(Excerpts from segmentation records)
# # #
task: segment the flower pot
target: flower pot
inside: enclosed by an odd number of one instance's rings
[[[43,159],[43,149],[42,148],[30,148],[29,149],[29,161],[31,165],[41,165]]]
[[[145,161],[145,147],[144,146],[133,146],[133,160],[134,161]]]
# # #
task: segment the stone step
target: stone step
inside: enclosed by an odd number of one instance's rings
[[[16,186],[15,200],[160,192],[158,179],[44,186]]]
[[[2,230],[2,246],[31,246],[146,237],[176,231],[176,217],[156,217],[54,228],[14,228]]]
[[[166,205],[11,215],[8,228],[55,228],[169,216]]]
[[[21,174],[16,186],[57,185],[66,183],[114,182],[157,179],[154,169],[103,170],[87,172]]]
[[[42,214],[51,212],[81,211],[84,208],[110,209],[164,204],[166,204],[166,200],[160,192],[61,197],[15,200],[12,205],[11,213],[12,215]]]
# # #
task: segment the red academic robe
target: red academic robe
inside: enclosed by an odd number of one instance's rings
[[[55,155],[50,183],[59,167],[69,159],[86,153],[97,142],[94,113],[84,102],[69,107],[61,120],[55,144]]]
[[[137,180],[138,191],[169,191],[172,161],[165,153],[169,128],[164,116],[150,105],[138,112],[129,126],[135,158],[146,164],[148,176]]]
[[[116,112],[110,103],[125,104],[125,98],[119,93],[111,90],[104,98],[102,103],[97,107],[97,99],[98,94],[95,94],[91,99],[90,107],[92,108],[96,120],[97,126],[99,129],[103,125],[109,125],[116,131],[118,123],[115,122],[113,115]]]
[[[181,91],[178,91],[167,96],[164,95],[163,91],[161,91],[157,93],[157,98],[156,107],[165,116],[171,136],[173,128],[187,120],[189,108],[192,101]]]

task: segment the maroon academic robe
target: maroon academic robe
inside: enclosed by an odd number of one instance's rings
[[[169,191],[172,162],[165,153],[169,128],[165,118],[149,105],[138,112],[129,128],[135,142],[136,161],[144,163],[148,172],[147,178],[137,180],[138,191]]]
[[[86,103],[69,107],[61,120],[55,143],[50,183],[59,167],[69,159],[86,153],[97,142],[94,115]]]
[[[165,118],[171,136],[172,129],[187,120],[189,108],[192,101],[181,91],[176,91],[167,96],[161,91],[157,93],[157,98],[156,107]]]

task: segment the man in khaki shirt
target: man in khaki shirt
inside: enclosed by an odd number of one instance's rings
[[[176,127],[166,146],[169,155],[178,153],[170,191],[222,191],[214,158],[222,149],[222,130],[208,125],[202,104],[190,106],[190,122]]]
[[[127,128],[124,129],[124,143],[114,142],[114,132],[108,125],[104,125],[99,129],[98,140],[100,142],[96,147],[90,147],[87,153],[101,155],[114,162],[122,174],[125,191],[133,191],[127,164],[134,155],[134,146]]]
# # #
Begin at the line that has "task: segment the flower pot" and stop after the line that has "[[[145,161],[145,147],[144,146],[133,146],[133,160],[134,161]]]". Write those lines out again with "flower pot" replaced by "plant pot" and everything else unchanged.

- **RESULT FOR THIS TASK**:
task: segment the plant pot
target: plant pot
inside: enclosed by an odd number of one instance's rings
[[[43,159],[43,149],[42,148],[30,148],[29,149],[29,161],[31,165],[41,165]]]
[[[145,161],[145,147],[144,146],[133,146],[133,160],[134,161]]]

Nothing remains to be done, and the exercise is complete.